> DO THIS: Copy all of the records below word for word, leaving out the picture.
....
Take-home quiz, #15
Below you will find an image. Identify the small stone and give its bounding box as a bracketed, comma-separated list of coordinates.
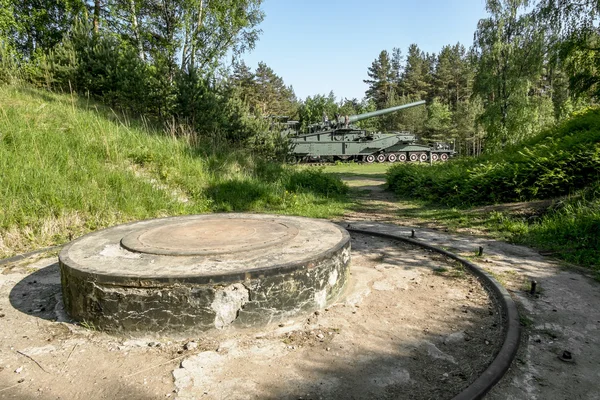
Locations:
[183, 341, 198, 350]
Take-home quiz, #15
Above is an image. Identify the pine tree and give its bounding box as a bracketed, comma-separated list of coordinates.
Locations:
[363, 50, 395, 109]
[399, 44, 432, 100]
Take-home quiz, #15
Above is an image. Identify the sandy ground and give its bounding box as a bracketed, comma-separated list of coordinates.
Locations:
[347, 179, 600, 400]
[0, 178, 600, 400]
[0, 235, 502, 399]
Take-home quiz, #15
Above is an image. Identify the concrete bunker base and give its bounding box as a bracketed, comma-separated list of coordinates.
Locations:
[59, 214, 350, 334]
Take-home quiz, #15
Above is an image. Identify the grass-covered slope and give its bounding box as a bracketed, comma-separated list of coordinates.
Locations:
[387, 109, 600, 206]
[0, 86, 347, 258]
[387, 109, 600, 272]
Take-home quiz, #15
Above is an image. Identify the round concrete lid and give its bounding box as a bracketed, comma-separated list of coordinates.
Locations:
....
> EXPECTED OUTPUT:
Take-home quiz, #15
Below you will find an image. Identify the small stone and give its bounding box as a bracketed, comma-separated list of coordinates.
Locations:
[183, 341, 198, 350]
Take-home quiz, #15
Above is an image. Identify the pine tree and give its bounding box as a bracketed, comma-separated list of coordinates.
Locations:
[363, 50, 395, 109]
[399, 44, 432, 100]
Take-home quiz, #15
Above is an image. Identify the sandy ground and give its bounding box as a bracketed, comma-separated list of coordinates.
Locations:
[347, 179, 600, 400]
[0, 178, 600, 400]
[0, 235, 502, 399]
Take-home quiz, #15
Above is an image. Identify the concrete bunker base and give its bounding box as a bracketed, comma-separated list of coordinates.
Locations:
[59, 214, 350, 334]
Take-home quiz, #15
Above is an image. Identify the grass-covered slope and give its bounding box as a bracketed, comma-separated list of coordinates.
Locations:
[387, 109, 600, 206]
[0, 86, 347, 258]
[387, 109, 600, 272]
Take-home quiz, #15
Above is an image. Identify the round concrete lid and give its bounding box as a bracketed, comma-separated list of coordinates.
Locations:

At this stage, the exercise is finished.